*Texte d'étude:*
* * * * *
Alexia : Le projet INSECTA vise au développement d’un complément alimentaire hyper-protéiné à base de farine d’insectes d’élevage, qui répondrait aux besoins spécifiques des sportifs et des personnes âgées. Notre objectif est d’étudier l’influence de différents paramètres de l’élevage d’insectes sur la composition nutritionnelle de ces derniers, et d’optimiser le processus de production de farine d’insectes afin que sa composition soit constante, sûre et adaptée à chaque groupe cible. Notre délivrable sera commercialisable sur le marché européen.
Édith : Et où en est le projet, actuellement ?
Alexia : Un premier cahier des charges a été établi sur la base des résultats d’une étude de marché menée auprès des publics cibles, afin de garantir que le produit fini soit au plus proche de leurs attentes et leurs besoins. Les méthodes analytiques adéquates sont en cours de développement afin d’adapter les modes opératoires existants à la matrice spécifique des insectes.
* * * * *
Reproduisez à l'identique le passage du texte sur le projet INSECTA qui s'ouvre sur les mots contenant « Alexia : Un » et se referme sur « spécifique des insectes. ». Les lignes n'ont aucun rapport avec le texte sur le projet INSECTA.

*Entrées fournies:*
* * * * *
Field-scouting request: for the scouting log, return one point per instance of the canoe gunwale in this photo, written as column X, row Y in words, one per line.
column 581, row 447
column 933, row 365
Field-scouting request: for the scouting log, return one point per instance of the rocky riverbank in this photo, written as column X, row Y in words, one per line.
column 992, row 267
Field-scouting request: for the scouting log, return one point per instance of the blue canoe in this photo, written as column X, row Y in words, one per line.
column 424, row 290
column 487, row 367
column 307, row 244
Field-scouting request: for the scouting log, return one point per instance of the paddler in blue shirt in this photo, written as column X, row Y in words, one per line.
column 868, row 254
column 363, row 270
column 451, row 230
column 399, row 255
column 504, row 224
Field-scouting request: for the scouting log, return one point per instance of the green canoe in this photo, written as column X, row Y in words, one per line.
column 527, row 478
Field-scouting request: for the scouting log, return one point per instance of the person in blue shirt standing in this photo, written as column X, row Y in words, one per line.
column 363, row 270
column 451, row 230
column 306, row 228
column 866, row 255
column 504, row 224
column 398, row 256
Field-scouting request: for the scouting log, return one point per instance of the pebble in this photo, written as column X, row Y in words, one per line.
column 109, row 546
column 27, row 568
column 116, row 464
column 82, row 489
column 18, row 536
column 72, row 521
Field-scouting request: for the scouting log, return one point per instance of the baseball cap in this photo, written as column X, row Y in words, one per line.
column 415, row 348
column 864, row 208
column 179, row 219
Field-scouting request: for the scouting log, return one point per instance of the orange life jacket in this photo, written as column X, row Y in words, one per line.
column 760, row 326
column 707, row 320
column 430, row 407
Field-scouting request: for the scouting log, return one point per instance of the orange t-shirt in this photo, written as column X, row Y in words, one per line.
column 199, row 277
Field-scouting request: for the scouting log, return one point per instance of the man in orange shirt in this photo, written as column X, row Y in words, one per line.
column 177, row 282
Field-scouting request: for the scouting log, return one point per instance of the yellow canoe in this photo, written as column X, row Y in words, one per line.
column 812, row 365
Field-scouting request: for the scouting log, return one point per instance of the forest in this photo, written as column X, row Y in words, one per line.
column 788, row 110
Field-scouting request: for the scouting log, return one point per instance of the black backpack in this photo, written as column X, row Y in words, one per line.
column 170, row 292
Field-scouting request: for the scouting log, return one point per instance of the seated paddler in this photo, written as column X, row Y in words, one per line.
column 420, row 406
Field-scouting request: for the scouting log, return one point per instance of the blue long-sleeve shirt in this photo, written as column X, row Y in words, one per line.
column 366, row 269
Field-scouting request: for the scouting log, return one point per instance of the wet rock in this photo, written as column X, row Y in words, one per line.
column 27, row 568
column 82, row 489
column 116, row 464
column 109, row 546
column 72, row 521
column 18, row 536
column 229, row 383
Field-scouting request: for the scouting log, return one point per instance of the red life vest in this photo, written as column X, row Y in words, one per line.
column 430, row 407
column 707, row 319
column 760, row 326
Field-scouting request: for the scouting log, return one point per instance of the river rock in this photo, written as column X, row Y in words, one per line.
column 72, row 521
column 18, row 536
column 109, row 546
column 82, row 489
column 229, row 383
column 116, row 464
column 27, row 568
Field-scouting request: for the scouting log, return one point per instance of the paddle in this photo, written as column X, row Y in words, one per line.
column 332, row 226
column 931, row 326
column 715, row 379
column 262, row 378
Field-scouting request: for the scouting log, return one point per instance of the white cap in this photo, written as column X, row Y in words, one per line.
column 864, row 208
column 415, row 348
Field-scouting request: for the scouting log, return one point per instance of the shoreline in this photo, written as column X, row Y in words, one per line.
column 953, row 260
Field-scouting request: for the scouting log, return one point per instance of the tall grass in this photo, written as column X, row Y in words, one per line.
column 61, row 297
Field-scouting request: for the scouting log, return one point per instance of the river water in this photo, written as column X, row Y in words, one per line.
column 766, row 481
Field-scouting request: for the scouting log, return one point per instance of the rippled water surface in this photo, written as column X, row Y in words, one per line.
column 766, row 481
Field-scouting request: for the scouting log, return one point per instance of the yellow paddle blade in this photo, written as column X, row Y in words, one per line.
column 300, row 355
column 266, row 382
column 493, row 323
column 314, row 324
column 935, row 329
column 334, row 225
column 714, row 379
* * * * *
*Problème résolu:*
Alexia : Un premier cahier des charges a été établi sur la base des résultats d’une étude de marché menée auprès des publics cibles, afin de garantir que le produit fini soit au plus proche de leurs attentes et leurs besoins. Les méthodes analytiques adéquates sont en cours de développement afin d’adapter les modes opératoires existants à la matrice spécifique des insectes.